I brought the loaves to NedSpace, and that was the end of that. Everyone loved Grand Central’s bread, everyone ate it. None left for the #1 fan, my husband. The thing about artisan bread is that it is best eaten on the day it is baked. I think that resonates in everyone’s mind, like the bell to Pavlov’s dogs. When someone see the word Grand Central, it’s like an instant message that comes into their minds that instructs them to immediately devour the fresh loaves.

Even Jimmy Stanley from NedSpace, a self-proclaimed anti-gluten paleo fan, devoured a few fresh slices of Campagnolo. It reminded him of the days when he used to live in Italy, and he proclaimed that these were the best Campagnolo outside of Italy. We live streamed this Breaking Bread experience on Facebook, so please check it out on our BAKERpedia Facebook page.

Grand loaves

I’ve not been to Italy, but I do know how to judge a loaf by its taste. The three breads I received today were Campagnolo – a hearty and mild sweet (from a touch of honey), rugged country-style loaf combining coarse wheat and rye flour and a mix of eight whole grains; Multigrain whole wheat – a hearty loaf in the style of German breads, with a great mouthful of chunky grains in every bite; and Peasant Levain Boule – a gorgeous loaf with a dark crust and distinctive tang.

The multi-grain whole wheat loaf.

The multi-grain whole wheat loaf.

I loved the Peasant Levain Boule the best because it had an incredible chewy crust with a very moist and resilient crumb. Best of all, it was made from stone-ground whole wheat flour and rye meal.  Bread fans, have I made you hungry yet?

The sourdough technique that Grand Central Baking Company® uses is close to a 17 hour ferment. That means that all their breads will have a distinct light sour taste and a resilient chew to it. The slices from these breads were very dense, so I didn’t need to eat too many slices.

== Request 1 ==
In the bread review above, roughly how long does the sourdough ferment used by Grand Central Baking Company® last?
== Request 2 ==
Using the bread review, explain why the writer preferred the Peasant Levain Boule over the other two loaves.

== Study material ==
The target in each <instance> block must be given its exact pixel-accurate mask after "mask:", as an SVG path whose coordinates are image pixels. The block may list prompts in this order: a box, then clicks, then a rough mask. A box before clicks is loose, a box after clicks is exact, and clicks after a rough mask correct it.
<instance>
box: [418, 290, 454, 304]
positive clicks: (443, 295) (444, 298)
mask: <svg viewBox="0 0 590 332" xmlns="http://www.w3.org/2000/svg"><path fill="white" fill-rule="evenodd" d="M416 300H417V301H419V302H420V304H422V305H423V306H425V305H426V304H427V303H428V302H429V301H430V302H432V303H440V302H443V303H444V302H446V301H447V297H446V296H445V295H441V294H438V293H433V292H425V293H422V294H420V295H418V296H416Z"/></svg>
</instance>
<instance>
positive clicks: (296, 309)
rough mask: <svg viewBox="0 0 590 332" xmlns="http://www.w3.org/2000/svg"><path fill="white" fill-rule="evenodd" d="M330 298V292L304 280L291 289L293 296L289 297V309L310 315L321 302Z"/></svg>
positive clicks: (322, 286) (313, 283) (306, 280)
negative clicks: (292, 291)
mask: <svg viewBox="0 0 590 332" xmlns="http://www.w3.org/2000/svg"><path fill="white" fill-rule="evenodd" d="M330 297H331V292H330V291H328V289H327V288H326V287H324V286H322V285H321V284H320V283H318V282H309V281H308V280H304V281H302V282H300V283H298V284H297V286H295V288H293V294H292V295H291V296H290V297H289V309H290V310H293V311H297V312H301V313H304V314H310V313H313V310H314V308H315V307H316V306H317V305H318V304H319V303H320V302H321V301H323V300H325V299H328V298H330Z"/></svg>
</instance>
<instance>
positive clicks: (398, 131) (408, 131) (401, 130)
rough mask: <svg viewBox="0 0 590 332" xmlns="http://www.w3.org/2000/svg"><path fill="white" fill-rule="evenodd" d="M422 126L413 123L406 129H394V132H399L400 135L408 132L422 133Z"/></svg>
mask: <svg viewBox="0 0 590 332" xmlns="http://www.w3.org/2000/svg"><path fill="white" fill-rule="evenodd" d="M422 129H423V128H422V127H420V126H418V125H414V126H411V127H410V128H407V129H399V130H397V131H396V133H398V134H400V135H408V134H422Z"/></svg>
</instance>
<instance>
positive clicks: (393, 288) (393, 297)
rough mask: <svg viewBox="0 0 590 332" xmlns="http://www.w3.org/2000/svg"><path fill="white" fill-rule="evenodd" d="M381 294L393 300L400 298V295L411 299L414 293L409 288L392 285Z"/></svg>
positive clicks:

== Answer box 1 ==
Close to 17 hours.

== Answer box 2 ==
The writer favored the Peasant Levain Boule because it had an incredible chewy crust and a very moist, resilient crumb. Above all, it was made from stone-ground whole wheat flour and rye meal.